Quando a série acabou, oito temporadas e um filme para TV depois, a audiência já não era mais tão grande e não mais compensava, por um ponto de vista criativo, manter o programa no ar. Mas aí é que está: uma série de TV só morre de verdade quando some da memória dos seus espectadores. Com o passar dos anos, Jack Bauer permaneceu vivo nas reprises e nos DVDs, e o interesse do publico passou a justificar trazê-lo de volta. A princípio surgiu a ideia de um filme de cinema, mas indefinições a respeito do roteiro e dentro do próprio estúdio fizeram com que o retorno de Bauer acontecesse mesmo na telinha.

24 Horas: Viva um Novo Dia, a ressurreição da série, se passa quatro anos após o fim da oitava temporada. A trama se passa em Londres, onde Jack Bauer (Kiefer Sutherland) finalmente reaparece, após anos sendo procurado pelas autoridades americanas e russas. No entanto, ele ressurge para impedir uma iminente ameaça ao presidente americano James Heller (William Devane), que está na capital inglesa para assinar um tratado. Sua administração enfrenta antipatia da população devido ao uso de drones, aviões teleguiados feitos para destruir seus alvos à distância. E são precisamente os drones que se voltarão contra os EUA e a Inglaterra, quando a terrorista Margot Al-Harazi (Michelle Fairley) assumir o controle deles para executar seu plano de vingança.

========================================

• _Desafios_
1. Transcreva sem nenhuma alteração as linhas dos registros que vão da que contém "target: ceiling fan light fixture" até a que contém "POLYGON ((128 45, 129", incluindo ambas.
2. Dê continuidade ao texto sobre o retorno da série 24 Horas a partir do ponto em que ele termina.
O texto e os registros não têm relação um com o outro.

• _Os registros_
========================================

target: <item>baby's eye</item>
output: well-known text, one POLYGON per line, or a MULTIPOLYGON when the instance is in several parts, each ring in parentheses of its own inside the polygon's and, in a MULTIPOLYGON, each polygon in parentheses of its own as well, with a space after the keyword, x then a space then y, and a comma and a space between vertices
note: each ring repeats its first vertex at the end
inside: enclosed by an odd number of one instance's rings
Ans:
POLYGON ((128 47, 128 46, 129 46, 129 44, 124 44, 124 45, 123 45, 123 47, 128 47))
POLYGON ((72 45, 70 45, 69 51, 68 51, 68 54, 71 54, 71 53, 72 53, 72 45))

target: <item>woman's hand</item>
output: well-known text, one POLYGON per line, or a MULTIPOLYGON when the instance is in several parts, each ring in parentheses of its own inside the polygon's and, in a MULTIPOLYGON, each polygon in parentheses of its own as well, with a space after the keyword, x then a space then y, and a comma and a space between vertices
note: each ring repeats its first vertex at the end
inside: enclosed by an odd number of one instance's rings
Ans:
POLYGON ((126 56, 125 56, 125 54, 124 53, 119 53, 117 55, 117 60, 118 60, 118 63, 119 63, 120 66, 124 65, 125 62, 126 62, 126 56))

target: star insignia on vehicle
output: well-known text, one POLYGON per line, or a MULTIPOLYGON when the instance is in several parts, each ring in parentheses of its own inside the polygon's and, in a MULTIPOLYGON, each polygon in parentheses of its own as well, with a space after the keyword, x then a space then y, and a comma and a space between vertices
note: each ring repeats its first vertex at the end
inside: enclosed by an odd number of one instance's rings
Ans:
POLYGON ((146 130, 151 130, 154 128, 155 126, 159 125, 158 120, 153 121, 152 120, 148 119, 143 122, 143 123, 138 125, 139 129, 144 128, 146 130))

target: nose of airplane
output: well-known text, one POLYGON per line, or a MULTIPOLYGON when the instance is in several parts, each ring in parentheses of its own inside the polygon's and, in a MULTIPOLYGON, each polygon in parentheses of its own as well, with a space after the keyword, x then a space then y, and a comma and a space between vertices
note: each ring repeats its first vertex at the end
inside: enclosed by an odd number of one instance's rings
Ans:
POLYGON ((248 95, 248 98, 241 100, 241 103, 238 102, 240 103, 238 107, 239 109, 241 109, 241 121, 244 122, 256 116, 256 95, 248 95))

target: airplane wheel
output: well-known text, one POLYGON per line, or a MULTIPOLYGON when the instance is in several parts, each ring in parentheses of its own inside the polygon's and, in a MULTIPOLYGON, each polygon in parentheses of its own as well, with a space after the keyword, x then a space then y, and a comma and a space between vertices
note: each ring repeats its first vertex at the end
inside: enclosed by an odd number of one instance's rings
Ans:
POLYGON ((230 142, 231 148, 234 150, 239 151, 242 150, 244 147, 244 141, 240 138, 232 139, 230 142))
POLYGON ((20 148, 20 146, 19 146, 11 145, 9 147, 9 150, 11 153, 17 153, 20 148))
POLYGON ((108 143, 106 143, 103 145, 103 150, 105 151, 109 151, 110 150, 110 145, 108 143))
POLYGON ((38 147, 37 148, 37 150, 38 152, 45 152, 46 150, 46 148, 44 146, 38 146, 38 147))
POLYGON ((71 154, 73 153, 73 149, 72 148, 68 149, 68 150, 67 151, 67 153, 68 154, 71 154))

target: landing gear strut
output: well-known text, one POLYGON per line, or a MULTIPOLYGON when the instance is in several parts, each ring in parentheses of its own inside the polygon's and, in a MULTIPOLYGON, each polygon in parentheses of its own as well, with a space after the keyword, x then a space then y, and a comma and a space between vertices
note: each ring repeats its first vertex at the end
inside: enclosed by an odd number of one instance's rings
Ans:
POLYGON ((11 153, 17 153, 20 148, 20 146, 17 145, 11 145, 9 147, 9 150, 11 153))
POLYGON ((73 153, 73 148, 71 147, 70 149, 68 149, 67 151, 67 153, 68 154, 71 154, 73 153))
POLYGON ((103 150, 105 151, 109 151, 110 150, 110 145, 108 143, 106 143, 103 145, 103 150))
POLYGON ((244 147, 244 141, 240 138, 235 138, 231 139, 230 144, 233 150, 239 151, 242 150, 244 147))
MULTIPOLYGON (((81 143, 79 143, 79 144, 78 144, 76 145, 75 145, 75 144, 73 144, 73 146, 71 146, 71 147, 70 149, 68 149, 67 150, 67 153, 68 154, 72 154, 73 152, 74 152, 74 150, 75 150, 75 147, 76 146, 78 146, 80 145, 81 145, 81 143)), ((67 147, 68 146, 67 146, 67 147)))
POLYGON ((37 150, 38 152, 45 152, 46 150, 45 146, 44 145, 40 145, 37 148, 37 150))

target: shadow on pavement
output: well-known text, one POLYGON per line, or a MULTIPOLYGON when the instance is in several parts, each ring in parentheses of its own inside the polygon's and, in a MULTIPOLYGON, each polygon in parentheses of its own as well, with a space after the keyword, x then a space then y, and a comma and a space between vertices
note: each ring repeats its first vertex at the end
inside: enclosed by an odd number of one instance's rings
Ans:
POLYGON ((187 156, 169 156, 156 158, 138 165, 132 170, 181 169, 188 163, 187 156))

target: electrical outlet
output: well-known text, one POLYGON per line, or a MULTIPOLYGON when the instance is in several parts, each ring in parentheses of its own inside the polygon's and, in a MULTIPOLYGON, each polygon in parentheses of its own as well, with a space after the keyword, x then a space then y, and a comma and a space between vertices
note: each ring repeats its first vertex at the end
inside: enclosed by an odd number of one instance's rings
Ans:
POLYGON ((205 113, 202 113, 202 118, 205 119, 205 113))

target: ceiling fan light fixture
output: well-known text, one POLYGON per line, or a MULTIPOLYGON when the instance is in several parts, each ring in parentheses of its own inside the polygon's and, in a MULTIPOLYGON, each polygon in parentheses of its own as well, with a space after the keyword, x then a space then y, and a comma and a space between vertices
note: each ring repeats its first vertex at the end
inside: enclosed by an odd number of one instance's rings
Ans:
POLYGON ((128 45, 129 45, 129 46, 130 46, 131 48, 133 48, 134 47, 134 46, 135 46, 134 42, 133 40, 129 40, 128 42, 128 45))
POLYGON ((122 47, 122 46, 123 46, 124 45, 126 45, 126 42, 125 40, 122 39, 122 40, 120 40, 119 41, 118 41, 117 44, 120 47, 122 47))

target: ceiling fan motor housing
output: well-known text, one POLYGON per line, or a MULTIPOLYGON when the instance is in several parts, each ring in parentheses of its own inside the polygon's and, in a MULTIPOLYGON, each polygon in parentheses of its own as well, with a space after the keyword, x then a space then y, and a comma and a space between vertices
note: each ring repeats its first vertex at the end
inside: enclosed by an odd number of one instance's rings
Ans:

========================================

• _As respostas_
1.
target: ceiling fan light fixture
output: well-known text, one POLYGON per line, or a MULTIPOLYGON when the instance is in several parts, each ring in parentheses of its own inside the polygon's and, in a MULTIPOLYGON, each polygon in parentheses of its own as well, with a space after the keyword, x then a space then y, and a comma and a space between vertices
note: each ring repeats its first vertex at the end
inside: enclosed by an odd number of one instance's rings
Ans:
POLYGON ((128 45, 129 45, 129 46, 130 46, 131 48, 133 48, 134 47, 134 46, 135 46, 134 42, 133 40, 129 40, 128 42, 128 45))

2.
Impressiona, nesse retorno da série, a facilidade com a qual 24 Horas retomou sua produção. É como se o hiato de quatro anos não tivesse ocorrido: desde os primeiros minutos do primeiro episódio, estamos de volta ao clima de conspiração, ao relógio correndo e, pelo menos neste início, aos diálogos expositivos que tanto marcaram a trajetória da série. Afinal, nada mais natural que, junto com as qualidades, retornem também os defeitos do programa…

Essa facilidade com que 24 Horas voltou à ação se deve principalmente ao retorno de vários nomes-chave da produção da série por tantos anos, como os roteiristas e produtores Howard Gordon, Manny Coto, Evan Katz e Robert Cochran (co-criador do seriado), bem como do diretor Jon Cassar, que no passado comandou alguns dos melhores episódios. Por um lado essa familiaridade é uma coisa boa, pois a série (quase sempre) se mostrou sólida – até nas suas temporadas mais fracas 24 Horas conseguia entreter razoavelmente. Porém, esse retorno também demonstra que mais nada de novo pode ser feito com o formato do seriado. Espectadores que possivelmente esperam algo diferente podem se decepcionar – é basicamente uma “nona temporada”, e não uma verdadeira reimaginação para a série.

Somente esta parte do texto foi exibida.